TGAN icon indicating copy to clipboard operation
TGAN copied to clipboard

Add support for GPU and multiGPU

Open ManuelAlvarezC opened this issue 6 years ago • 7 comments

We should support GPU and multiGPU training and sampling, allowing to:

  • Select the desired behavior with a parameter
  • Select the best available option in case none is provided

EDIT

The required changes affect two scopes of the project:

  • During installation time: When installing the package we need to make the user choose between tensorflow and tensorflow-gpu and install it before proceding with the install of TGAN.

    • In README.md, we need to add a new subsection in Requirements called Tensorflow, en explaining that they need to install Tensorflow on their own, selecting between the two, and that in case of doubt they sould install the non-gpu.

    • In setup.py, we need to remove the tensorflow dependence on install_requires.

  • During execution time: When creating the instance of TGANModel, we should check at the gpu argument and depending on its value use one trainer or the other.

    • In tgan.trainer.MultiGPUTrainer:

      • Change the init signature, so the arguments follow the same order that GANTrainer (nr_gpu at the end)
      • Change the nr_gpu for gpus, that will expect a list of integers.
      • Adapt the rest of the method to the new format of gpus (lines 117, 120, 136, 142, 143)
    • In tgan.model.TGANModel:

      • Add a method get_gpus on TGANModel with the following code:
          from tensorflow.python.client import device_lib
      
          def get_gpus():
              return [x.locality.bus_id for x in device_lib.list_local_devices() if x.device_type == 'GPU']       
      
      • In TGANModel.init change the name of the argument gpu to gpus and on line 627 to:
          self.gpus = gpus or self.get_gpus()
          if self.gpus:
              os.environ['CUDA_VISIBLE_DEVICES'] = ','.join(list(map(str, self.gpus)))
      
      
      • Add a method get_trainer(self, input_queue) that will:

        • If self.gpus is longer than 1 return a new instance of MultiGPUTrainer, instantiated with self.gpus
        • In any other case, return a GANTrainer as in line 688
      • Replace line 688 with a call to the newly created get_trainer.

MATERIAL:
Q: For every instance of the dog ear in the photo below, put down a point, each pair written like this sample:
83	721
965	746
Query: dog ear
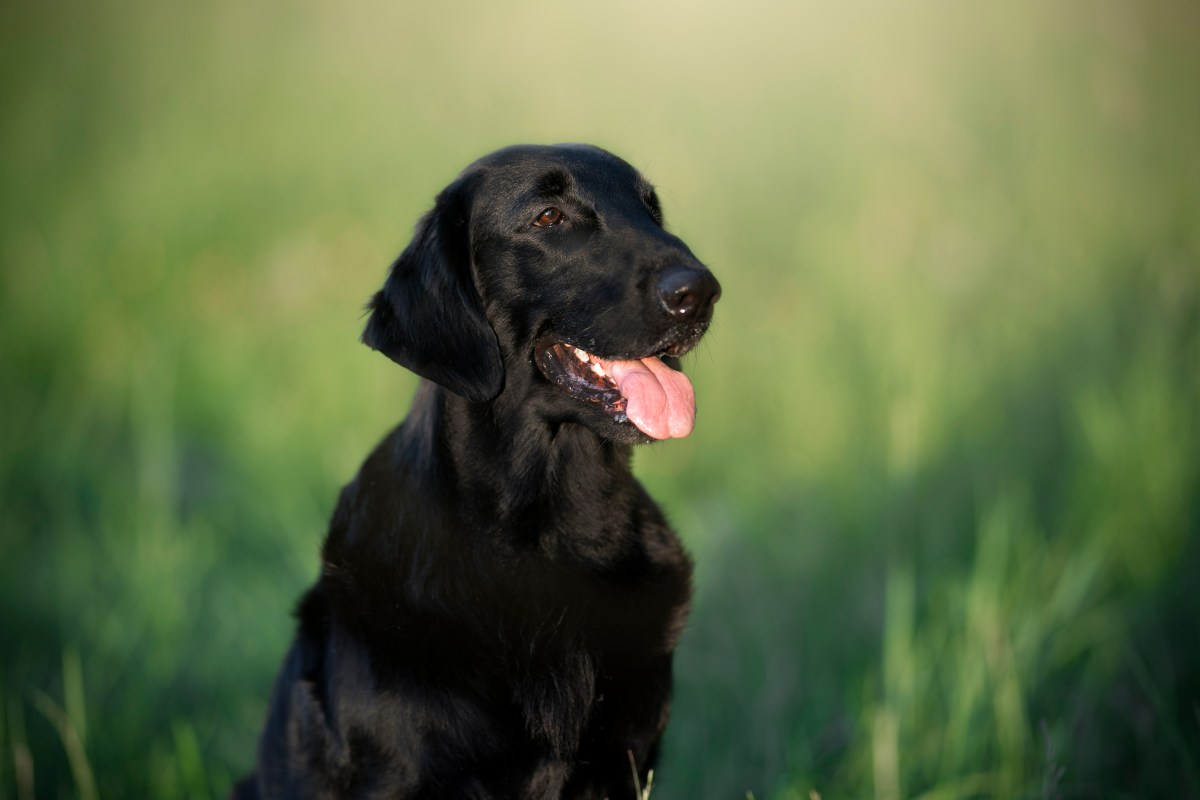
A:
429	316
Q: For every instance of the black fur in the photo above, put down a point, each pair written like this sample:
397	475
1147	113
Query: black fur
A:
499	597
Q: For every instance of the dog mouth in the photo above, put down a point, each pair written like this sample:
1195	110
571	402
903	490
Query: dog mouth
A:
658	400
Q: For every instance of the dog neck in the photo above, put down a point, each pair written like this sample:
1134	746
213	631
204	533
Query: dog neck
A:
559	464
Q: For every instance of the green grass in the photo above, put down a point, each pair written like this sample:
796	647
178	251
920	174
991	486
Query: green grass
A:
945	488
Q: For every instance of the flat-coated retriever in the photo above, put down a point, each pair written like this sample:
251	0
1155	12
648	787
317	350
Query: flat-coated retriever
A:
499	596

PARTS OF THE EXERCISE:
a - Duplicate the part of the GPU support issue from "We should support" up to and including "install of TGAN.".
b - According to the GPU support issue, which Tensorflow should users install if they are unsure which one to choose?
The listing is separate from the GPU support issue.

RESPONSES FOR EACH TASK:
a -
We should support GPU and multiGPU training and sampling, allowing to:

  • Select the desired behavior with a parameter
  • Select the best available option in case none is provided

EDIT

The required changes affect two scopes of the project:

  • During installation time: When installing the package we need to make the user choose between tensorflow and tensorflow-gpu and install it before proceding with the install of TGAN.

b - The non-GPU Tensorflow.